Quoted passage —
========
The screaming from Apartment 6D began on Wednesday night.
By midday on Thursday, one neighbour said, Tenisha N Fearon was yelling, “I’m going to throw the baby.”
"She was saying, 'Hallelujah, praise God, we're all going to die,'" said the neighbour, Lizette Rodriguez (48), who lived three floors below Fearon in the Bronx. "She was arguing with herself."
By 2pm, residents who had heard the screams clambered up a fire escape at 2200 Tiebout Ave. to a nearby rooftop to urge Fearon to stop. The view inside her sixth-floor apartment, said Gregorio Lopez (47), who lived next door to her and had joined his neighbours on the roof, was disturbing: Fearon (27), naked and trying to break a window as three of her four children lay in a line on the floor, all of them also naked.
Moments earlier, witnesses told the authorities, Fearon had dangled her youngest child, six-month-old Junilah Lawrence, from the window, then thrown her. The girl landed on the pavement below and was pronounced dead a short time later at St Barnabas Hospital.
The police, responding to a flurry of 911 calls, had to break down the door to Fearon’s apartment to get in. Fearon was taken into police custody and sent to a hospital for a psychiatric evaluation.
The police said that her three other children - a 10-year-old boy, and two girls, aged 8 and 4 - had been safely removed and were placed with New York City's child welfare agency. No charges had been placed as of Thursday night, and the police were still trying to piece together precisely what had happened.
The death of Junilah, who was born on April 10th, was the third time in recent months that babies in the city had been fatally thrown from a window of their own home.
In the two other recent episodes in which a baby was thrown from a window in the city, the mothers faced criminal charges.
Last month, Jennifer Berry (33), was accused of throwing her newborn girl from the seventh-floor window of an apartment building in the Bronx. In August, the mother of a three-week-old boy who died after plummeting from a fourth-floor window in Queens was charged with intentionally killing her child.
Stephen Davis, the Police Department’s chief spokesman, said Fearon’s boyfriend, the father of Junilah and the four-year-old, had been living with the family but was not there during the incident on Thursday.
Davis said officers had visited Fearon’s home two other times, in 2001 and 2002, for cases in which she had been a victim of domestic disputes. He said the motive for the episode on Thursday was still being investigated.
========
Tasks —
1/ Decide whether each statement agrees with the report on the Bronx apartment death. Answer yes or no and quote the deciding words.
(a) Fearon's boyfriend was in the apartment during the incident on Thursday.
(b) Junilah was pronounced dead at St Barnabas Hospital.
(c) Police officers had been to Fearon's home before that Thursday.
2/ Using the report on the Bronx apartment death, answer these questions:
(a) How many floors below Fearon did Lizette Rodriguez live?
(b) How old was the boy among the three children who were removed from the apartment?
(c) What position did Stephen Davis hold?
3/ Continue the report on the Bronx apartment death from its last sentence.
========
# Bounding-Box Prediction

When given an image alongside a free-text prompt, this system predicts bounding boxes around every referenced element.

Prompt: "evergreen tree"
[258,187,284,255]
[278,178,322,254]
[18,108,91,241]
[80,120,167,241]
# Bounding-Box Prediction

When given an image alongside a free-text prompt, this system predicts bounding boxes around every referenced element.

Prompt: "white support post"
========
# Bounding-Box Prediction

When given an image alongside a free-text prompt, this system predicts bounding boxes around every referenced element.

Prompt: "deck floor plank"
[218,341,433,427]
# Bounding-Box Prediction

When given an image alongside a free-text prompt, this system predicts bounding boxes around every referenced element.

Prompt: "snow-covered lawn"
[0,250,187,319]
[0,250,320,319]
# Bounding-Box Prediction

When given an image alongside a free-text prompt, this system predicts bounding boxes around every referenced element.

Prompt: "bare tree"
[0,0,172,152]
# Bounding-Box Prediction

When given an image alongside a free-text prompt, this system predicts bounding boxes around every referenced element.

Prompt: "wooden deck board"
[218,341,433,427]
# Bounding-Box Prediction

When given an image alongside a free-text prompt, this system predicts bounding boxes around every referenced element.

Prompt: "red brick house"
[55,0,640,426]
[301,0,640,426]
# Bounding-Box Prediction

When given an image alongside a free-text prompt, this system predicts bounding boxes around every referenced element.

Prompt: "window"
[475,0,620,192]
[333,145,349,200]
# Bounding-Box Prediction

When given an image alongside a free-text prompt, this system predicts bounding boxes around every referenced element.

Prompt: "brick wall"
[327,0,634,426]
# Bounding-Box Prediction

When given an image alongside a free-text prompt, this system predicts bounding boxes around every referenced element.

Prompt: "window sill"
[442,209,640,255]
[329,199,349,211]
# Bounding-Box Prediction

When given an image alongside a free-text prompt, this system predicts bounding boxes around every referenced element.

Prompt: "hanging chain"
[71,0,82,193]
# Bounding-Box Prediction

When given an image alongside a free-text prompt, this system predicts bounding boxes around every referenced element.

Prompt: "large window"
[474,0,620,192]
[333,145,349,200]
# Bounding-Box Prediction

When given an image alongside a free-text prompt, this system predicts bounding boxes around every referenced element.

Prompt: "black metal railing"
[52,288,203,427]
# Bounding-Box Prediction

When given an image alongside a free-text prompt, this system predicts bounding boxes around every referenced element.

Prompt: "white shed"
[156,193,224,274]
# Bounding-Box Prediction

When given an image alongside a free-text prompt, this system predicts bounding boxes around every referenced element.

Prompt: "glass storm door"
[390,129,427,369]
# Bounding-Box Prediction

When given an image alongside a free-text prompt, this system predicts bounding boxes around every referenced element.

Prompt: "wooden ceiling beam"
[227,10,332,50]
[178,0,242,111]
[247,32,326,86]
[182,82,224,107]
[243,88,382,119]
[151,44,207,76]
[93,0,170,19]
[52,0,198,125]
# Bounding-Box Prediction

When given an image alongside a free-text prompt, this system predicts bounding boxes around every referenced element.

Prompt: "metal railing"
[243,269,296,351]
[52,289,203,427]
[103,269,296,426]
========
Responses to the exercise —
1/
(a) No: "was not there during the incident on Thursday"
(b) Yes: "pronounced dead a short time later at St Barnabas Hospital"
(c) Yes: "officers had visited Fearon’s home two other times, in 2001 and 2002"

2/
(a) Three floors.
(b) 10 years old.
(c) Chief spokesman of the Police Department.

3/
“It looks like that she, initially, she might have done this,” he said. “But why? I don’t know.”
Her sister Alicia Fearon (33) said by phone on Thursday afternoon as she arrived at the beige brick building in Fordham Heights where Fearon lived: “Tenisha loved her children dearly, and she cared for her children 100 per cent. This is a shocker for us.”
Asked why something like this could happen, she said: “I don’t know. I really don’t know.”
Another sister, Tamica Fearon (32), also reached by phone, said: “Something must have gone wrong. Something must have gone very wrong.”
Carol Watson, who lives in the building and said she had known Fearon for years, said that what happened did not make any sense. “She was a good mother and very protective of those children. The children were always clean and well looked after,” she added. “But you never know what is going on in someone’s head. People are under all kinds of stress these days.”
Another neighbour, Grace Zarate, who lives on the same floor as Fearon and has been in the building since 1980, said she could not recall visits by the police or other city officials to Fearon’s apartment. “I shared my daughter’s clothes with her,” Zarate said. “And made sure her children had toys at Christmas.”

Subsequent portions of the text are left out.